-- START OF Data to use --

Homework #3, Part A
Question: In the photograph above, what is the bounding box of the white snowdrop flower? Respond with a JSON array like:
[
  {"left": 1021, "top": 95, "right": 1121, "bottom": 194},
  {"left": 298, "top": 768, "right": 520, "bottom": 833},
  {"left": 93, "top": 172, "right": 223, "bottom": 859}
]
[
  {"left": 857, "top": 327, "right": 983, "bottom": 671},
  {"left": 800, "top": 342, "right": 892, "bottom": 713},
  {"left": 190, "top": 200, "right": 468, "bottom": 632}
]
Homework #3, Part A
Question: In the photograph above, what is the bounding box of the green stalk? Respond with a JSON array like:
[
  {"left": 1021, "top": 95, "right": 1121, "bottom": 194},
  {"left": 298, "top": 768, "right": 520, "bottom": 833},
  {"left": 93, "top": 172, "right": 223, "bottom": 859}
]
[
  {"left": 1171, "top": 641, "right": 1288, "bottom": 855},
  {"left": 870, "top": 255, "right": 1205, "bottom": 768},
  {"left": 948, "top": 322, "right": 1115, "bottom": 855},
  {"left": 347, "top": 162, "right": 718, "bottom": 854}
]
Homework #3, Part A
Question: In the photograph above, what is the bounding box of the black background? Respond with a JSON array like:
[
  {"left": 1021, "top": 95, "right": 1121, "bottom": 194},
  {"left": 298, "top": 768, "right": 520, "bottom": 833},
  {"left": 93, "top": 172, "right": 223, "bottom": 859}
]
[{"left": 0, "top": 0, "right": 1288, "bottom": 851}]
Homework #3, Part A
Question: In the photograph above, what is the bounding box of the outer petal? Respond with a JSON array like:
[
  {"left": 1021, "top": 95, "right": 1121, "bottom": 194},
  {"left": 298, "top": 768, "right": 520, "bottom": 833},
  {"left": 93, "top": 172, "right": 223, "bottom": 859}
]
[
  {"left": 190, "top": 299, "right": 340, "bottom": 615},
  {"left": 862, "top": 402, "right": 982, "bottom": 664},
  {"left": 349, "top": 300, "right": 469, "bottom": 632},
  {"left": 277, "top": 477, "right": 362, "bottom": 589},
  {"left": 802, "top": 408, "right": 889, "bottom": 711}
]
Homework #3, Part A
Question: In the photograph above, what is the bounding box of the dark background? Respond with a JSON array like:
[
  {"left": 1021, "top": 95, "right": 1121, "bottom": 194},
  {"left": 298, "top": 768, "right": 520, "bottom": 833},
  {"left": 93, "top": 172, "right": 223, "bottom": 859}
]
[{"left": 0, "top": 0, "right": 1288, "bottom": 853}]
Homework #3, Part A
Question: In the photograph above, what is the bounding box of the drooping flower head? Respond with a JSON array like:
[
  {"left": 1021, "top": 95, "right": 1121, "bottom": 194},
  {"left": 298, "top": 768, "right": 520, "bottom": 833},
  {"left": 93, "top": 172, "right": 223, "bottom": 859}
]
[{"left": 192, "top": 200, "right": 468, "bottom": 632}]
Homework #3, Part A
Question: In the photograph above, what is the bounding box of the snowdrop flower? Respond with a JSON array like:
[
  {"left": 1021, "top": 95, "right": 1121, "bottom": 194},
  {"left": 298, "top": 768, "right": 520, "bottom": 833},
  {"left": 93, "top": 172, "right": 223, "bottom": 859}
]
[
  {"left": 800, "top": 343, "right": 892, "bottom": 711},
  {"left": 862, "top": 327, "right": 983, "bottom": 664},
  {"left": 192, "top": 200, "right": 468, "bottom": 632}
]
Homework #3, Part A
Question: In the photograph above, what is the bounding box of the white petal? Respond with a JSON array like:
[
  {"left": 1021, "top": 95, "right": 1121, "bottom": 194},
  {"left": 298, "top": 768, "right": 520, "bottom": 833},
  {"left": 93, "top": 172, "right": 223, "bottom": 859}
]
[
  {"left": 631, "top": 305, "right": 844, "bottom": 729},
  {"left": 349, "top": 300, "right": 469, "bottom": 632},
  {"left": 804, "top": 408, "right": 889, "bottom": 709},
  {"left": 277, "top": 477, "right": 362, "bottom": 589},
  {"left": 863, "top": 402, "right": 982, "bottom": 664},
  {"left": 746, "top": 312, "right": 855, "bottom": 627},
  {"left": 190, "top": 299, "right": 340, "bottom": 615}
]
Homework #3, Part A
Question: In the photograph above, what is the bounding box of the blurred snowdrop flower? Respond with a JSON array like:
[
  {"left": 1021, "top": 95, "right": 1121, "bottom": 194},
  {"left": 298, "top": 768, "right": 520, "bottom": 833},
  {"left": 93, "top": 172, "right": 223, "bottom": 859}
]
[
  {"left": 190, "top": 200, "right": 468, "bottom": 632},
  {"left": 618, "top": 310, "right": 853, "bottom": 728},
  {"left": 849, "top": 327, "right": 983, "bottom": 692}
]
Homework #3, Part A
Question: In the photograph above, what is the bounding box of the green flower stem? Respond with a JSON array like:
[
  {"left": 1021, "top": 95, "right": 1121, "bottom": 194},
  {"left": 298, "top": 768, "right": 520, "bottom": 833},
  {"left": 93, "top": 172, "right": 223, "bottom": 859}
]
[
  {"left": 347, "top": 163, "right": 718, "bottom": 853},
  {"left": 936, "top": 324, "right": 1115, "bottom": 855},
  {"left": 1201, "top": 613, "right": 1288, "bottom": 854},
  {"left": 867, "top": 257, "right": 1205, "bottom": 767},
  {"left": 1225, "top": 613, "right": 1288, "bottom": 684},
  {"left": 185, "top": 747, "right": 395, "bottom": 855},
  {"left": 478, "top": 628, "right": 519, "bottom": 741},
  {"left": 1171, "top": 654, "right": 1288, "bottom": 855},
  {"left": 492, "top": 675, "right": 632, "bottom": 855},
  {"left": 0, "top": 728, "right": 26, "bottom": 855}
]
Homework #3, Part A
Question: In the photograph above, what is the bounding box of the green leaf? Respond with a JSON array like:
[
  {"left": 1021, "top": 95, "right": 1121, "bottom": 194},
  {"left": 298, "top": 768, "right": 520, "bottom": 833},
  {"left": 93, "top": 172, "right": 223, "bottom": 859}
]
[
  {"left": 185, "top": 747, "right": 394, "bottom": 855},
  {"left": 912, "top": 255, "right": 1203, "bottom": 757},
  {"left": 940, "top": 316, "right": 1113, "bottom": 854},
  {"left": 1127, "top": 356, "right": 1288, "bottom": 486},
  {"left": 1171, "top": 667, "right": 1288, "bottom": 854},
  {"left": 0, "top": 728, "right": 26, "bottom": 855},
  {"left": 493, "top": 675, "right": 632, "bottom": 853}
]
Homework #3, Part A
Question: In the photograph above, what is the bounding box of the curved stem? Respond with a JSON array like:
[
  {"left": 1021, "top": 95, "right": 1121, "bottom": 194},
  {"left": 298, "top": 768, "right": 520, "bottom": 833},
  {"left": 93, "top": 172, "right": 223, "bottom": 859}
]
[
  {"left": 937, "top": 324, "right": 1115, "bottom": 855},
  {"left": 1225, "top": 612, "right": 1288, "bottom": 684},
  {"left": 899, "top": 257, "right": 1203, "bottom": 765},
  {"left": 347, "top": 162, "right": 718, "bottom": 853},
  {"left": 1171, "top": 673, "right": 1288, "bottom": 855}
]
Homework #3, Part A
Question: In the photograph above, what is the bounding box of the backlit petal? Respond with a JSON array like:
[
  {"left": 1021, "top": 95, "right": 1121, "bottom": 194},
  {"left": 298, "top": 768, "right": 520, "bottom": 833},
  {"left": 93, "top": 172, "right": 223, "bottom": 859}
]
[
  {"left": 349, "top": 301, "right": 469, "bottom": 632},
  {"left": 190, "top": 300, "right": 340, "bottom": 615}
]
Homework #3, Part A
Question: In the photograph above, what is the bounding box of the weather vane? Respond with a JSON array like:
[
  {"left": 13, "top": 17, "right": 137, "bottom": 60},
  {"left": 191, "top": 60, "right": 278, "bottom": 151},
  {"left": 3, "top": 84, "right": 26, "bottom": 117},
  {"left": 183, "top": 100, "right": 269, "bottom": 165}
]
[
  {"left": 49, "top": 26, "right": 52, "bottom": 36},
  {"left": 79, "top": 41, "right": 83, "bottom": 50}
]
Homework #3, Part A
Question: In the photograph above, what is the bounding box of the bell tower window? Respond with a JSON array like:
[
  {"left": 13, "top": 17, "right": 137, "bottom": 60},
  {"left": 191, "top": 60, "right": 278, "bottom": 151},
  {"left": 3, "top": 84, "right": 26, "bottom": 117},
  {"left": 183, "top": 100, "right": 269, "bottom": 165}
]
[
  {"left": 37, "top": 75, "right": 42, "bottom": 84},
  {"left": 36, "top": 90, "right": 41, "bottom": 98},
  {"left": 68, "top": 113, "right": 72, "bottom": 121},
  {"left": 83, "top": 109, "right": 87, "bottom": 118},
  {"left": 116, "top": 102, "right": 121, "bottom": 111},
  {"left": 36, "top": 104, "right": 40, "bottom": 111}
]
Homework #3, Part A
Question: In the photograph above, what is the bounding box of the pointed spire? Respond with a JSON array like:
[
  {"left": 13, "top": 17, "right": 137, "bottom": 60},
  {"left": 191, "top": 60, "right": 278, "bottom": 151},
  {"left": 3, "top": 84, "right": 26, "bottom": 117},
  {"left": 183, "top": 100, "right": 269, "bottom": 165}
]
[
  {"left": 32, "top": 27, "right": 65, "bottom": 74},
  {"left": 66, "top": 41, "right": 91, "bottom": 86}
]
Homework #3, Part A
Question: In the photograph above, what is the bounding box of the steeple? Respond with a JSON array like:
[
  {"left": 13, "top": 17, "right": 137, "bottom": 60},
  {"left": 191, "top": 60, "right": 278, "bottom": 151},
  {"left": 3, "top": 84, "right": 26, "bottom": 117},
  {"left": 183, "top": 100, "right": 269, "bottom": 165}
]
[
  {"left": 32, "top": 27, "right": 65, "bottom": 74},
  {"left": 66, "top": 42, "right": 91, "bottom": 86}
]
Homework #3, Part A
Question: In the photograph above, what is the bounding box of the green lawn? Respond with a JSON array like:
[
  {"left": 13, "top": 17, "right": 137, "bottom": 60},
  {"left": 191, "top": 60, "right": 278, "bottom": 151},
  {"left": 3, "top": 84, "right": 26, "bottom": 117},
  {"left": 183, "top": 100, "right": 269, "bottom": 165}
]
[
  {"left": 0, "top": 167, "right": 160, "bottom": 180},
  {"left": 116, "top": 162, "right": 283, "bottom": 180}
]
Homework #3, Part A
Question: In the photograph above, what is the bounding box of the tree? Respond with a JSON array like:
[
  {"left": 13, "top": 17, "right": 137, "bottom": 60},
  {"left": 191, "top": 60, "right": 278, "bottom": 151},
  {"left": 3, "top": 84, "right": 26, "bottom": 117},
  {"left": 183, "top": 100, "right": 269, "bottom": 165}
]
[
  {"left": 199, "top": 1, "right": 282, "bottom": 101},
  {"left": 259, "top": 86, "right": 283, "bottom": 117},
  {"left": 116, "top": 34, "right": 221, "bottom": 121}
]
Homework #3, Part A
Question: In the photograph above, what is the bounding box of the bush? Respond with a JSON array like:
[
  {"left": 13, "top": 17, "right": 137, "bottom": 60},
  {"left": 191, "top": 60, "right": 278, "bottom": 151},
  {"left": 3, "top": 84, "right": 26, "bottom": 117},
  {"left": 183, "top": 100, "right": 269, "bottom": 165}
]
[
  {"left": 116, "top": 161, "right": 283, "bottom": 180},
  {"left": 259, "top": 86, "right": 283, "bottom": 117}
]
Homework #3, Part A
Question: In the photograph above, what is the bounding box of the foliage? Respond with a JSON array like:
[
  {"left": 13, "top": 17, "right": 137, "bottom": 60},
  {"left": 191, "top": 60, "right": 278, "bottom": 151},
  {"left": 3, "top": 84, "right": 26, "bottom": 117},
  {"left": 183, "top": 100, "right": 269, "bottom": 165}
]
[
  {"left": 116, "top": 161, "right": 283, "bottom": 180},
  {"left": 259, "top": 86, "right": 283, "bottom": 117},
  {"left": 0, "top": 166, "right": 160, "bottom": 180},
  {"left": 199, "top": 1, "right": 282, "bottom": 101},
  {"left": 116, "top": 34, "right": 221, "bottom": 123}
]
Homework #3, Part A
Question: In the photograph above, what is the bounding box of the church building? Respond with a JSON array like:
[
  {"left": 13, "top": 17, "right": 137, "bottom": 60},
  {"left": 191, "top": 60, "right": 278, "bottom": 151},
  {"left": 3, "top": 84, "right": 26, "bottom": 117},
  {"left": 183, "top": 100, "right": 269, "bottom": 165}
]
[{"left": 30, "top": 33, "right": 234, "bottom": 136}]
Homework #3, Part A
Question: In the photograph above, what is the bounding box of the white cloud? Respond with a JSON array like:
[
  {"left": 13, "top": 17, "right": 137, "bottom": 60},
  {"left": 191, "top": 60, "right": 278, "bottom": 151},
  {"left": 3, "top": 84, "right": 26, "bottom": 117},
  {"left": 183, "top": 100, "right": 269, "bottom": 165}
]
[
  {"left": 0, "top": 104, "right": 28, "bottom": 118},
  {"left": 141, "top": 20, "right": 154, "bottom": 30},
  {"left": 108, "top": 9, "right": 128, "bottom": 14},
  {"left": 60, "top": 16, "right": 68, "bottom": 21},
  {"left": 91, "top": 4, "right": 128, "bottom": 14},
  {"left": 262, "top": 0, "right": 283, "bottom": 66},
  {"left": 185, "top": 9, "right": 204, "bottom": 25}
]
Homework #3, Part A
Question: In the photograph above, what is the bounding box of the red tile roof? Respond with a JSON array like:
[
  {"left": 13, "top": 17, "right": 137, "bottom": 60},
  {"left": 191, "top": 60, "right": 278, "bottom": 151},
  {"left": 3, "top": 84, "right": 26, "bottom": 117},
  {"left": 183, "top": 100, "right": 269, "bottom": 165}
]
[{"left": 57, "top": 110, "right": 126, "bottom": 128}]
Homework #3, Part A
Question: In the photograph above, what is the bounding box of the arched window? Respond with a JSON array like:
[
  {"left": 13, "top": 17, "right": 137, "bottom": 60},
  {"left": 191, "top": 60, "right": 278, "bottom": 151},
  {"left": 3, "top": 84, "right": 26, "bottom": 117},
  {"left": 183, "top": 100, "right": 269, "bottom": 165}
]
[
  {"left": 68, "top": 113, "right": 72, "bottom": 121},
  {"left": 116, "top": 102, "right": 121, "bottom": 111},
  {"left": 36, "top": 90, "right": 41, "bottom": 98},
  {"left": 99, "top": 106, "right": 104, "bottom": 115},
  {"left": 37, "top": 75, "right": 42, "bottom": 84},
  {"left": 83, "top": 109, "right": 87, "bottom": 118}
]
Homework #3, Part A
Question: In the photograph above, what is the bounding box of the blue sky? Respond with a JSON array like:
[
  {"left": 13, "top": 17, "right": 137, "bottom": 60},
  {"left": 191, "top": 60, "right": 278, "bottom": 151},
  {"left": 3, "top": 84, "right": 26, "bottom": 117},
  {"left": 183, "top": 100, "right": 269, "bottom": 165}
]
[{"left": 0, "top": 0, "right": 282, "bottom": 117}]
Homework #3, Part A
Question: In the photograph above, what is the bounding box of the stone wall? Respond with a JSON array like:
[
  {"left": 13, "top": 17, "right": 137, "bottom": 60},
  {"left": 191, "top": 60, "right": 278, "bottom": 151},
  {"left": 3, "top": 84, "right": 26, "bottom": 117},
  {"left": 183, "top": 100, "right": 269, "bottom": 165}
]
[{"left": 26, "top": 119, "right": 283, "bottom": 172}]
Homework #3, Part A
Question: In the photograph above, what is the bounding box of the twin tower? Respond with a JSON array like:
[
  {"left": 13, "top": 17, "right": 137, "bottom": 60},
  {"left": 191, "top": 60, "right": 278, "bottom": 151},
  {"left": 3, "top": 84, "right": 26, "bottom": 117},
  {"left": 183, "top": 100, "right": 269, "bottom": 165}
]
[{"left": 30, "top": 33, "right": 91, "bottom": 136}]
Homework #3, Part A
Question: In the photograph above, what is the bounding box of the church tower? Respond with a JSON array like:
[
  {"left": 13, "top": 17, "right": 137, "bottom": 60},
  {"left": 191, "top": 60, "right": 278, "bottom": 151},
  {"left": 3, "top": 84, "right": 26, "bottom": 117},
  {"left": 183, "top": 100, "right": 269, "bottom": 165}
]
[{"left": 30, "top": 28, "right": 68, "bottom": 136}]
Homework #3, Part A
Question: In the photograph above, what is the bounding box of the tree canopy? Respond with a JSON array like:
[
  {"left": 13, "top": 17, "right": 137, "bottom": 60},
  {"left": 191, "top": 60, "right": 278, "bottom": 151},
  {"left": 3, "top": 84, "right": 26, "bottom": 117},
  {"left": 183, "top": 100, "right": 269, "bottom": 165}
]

-- END OF Data to use --

| Brief |
How many lines in the rows above contain the string "stem"? Reply with the number alone.

| Solution |
2